◆ Texto de origem

Por enquanto, os remédios mais estudados são as drogas contra a pressão alta. Um dos grandes motivos é o fato de a hipertensão ser o principal fator de risco para as doenças cardiovasculares, como infarto e derrame.. Há no mundo 500 milhões de hipertensos, 13 milhões no Brasil. A pressão alta está relacionada a 85% dos casos de derrame e a até 60% dos infartos. Com as descobertas mais recentes sobre o ritmo das doenças, o caminho que se abre para a criação de novas drogas é enorme. Abaixo, alguns dos campos mais promissores:

As piores crises de úlcera e gastrite ocorrem entre 11 da noite e 1 da manhã, quando há maior liberação de ácidos gástricos, que irritam ainda mais a parede do estômago.

.Os quadros mais dolorosos de artrite reumática, doença auto-imune, ocorrem das 6 às 8 da manhã, quando as células de defesa do organismo atacam as articulações.

.Das 21 às 23 horas é o período em que as vítimas de dores crônicas, como as de cabeça e musculares, mais sofrem. Isso ocorre porque, nesse horário, o organismo diminui a produção de endorfinas, a versão natural da morfina.

.Estudos mostram que a quimioterapia contra alguns tipos de câncer, como o de útero, funciona melhor durante a manhã. Nas primeiras horas do dia, as células cancerosas estão mais sensíveis à ação dos remédios. Com isso, preservam-se as células sadias do ataque quimioterápico e o paciente sofre menos com os efeitos colaterais, como perda de cabelo, náuseas e queda no sistema imunológico.

O ser humano não foi dotado de um relógio biológico à toa. Sempre se dormiu à noite porque no escuro somos mais vulneráveis ao ataque dos predadores. Se as doenças também seguem um compasso característico, cabe à ciência ajustar o ritmo dos tratamentos.

◆ O que fazer A
Segundo o texto sobre o ritmo das doenças, por que quem tem dores crônicas sofre mais entre 21 e 23 horas? Responda em uma ou duas frases.
◆ O que fazer B
Passe para o inglês esta frase do texto sobre o ritmo das doenças: "O ser humano não foi dotado de um relógio biológico à toa."
◆ O que fazer C
Responda com base no texto sobre o ritmo das doenças:
(i) Quantos hipertensos há no Brasil?
(ii) Em que horário acontecem as piores crises de úlcera e gastrite?
(iii) Que efeitos colaterais da quimioterapia são citados?

(Itens de uma fonte de dados)
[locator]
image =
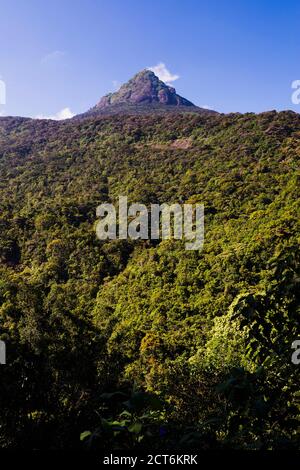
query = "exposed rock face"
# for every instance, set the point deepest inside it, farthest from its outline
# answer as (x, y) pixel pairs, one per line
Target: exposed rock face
(144, 94)
(144, 88)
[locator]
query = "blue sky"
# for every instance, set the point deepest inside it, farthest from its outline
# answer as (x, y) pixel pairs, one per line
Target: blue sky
(229, 55)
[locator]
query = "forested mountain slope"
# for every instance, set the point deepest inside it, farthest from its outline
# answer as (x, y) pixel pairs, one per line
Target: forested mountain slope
(82, 317)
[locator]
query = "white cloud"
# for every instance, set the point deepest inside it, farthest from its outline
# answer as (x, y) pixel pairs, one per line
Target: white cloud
(116, 85)
(163, 73)
(65, 113)
(53, 57)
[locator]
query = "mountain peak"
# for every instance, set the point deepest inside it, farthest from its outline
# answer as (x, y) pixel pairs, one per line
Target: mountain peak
(144, 88)
(144, 93)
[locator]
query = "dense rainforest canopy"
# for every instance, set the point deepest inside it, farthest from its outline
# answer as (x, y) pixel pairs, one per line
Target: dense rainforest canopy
(141, 343)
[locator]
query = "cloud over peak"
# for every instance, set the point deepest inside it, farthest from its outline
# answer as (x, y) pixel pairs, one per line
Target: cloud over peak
(65, 113)
(163, 73)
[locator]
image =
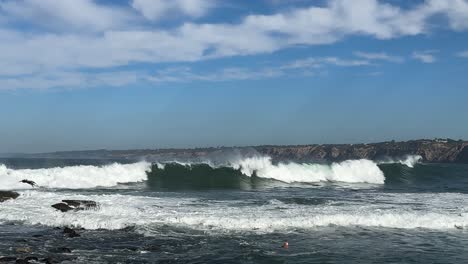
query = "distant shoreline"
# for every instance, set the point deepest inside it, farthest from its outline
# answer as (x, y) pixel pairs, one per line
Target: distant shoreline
(431, 150)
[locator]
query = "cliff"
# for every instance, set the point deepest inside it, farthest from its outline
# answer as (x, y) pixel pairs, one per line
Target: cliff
(442, 151)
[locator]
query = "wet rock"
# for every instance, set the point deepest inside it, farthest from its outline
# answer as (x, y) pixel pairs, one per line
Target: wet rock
(62, 250)
(7, 259)
(86, 204)
(31, 258)
(23, 250)
(70, 232)
(76, 205)
(63, 207)
(50, 260)
(152, 248)
(7, 195)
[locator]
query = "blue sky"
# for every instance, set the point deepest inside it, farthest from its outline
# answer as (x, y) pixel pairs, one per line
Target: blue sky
(90, 74)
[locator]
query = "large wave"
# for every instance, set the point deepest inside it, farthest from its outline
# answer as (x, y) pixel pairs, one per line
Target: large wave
(245, 172)
(408, 160)
(350, 171)
(74, 177)
(398, 210)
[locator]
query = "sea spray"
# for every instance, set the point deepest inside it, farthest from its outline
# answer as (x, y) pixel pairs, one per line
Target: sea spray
(74, 177)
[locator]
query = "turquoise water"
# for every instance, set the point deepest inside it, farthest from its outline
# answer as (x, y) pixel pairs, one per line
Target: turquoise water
(198, 213)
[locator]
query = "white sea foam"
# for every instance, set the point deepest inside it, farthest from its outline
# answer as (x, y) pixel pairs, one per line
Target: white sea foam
(408, 160)
(74, 177)
(402, 210)
(350, 171)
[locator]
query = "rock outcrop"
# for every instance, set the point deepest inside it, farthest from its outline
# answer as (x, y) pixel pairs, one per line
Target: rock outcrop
(7, 195)
(437, 150)
(443, 151)
(75, 205)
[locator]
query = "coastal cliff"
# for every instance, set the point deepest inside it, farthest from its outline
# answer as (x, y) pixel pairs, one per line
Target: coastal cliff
(439, 150)
(443, 151)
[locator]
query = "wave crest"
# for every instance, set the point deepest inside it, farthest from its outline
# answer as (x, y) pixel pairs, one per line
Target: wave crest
(350, 171)
(74, 177)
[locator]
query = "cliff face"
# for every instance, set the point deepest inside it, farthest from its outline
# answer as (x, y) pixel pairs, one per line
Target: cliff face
(444, 151)
(429, 150)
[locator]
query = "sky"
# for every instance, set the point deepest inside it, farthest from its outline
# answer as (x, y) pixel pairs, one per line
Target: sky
(95, 74)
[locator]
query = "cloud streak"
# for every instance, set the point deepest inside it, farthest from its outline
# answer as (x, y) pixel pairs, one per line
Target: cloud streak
(426, 56)
(107, 36)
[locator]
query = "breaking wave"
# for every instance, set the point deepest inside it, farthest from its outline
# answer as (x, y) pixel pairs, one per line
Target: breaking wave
(400, 210)
(242, 173)
(408, 160)
(74, 177)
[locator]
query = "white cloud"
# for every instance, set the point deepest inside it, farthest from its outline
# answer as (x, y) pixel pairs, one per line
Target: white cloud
(426, 56)
(159, 9)
(66, 15)
(463, 54)
(313, 62)
(379, 56)
(77, 34)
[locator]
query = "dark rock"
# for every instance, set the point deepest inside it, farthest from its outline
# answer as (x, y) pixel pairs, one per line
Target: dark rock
(86, 204)
(50, 260)
(7, 195)
(70, 232)
(7, 259)
(62, 250)
(32, 183)
(63, 207)
(23, 250)
(152, 248)
(76, 205)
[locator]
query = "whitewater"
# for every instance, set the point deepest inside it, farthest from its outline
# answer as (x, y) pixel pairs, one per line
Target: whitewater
(87, 176)
(242, 208)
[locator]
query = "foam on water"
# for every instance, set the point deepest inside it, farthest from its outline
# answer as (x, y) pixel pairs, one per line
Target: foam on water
(74, 177)
(433, 211)
(350, 171)
(408, 160)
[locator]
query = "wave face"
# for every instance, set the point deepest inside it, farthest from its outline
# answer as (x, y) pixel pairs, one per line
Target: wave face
(243, 173)
(391, 210)
(351, 171)
(74, 177)
(409, 160)
(173, 176)
(255, 172)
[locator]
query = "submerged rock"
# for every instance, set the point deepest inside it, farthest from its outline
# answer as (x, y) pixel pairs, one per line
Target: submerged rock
(70, 232)
(7, 259)
(63, 207)
(76, 205)
(7, 195)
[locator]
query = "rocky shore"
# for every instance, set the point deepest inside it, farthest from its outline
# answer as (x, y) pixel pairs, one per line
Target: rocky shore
(437, 150)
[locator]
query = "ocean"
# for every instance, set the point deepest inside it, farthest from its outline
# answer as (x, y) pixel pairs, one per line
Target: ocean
(236, 211)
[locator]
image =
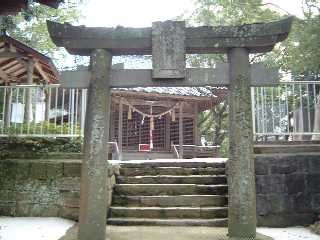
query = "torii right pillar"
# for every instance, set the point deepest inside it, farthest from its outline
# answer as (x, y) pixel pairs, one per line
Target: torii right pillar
(241, 175)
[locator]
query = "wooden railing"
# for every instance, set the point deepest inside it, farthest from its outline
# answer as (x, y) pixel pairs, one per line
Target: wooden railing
(116, 148)
(194, 151)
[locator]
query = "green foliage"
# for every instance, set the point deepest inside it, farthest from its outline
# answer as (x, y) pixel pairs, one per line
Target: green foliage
(40, 128)
(16, 147)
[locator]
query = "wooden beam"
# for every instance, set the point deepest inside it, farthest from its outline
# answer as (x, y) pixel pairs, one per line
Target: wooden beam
(258, 37)
(167, 132)
(120, 129)
(28, 100)
(138, 102)
(241, 180)
(195, 124)
(197, 77)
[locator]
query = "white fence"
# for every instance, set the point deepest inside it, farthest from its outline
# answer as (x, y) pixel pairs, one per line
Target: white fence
(290, 111)
(51, 111)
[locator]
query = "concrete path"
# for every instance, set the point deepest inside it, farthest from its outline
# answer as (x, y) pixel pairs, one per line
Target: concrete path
(195, 233)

◆ Resposta do exercício A
Nesse horário, o organismo produz menos endorfinas, que são a versão natural da morfina. Por isso, quem tem dores crônicas, como as de cabeça e as musculares, sofre mais nesse período.

◆ Resposta do exercício B
Human beings were not given a biological clock for nothing.

◆ Resposta do exercício C
(i) 13 milhões.
(ii) Entre 11 da noite e 1 da manhã.
(iii) Perda de cabelo, náuseas e queda no sistema imunológico.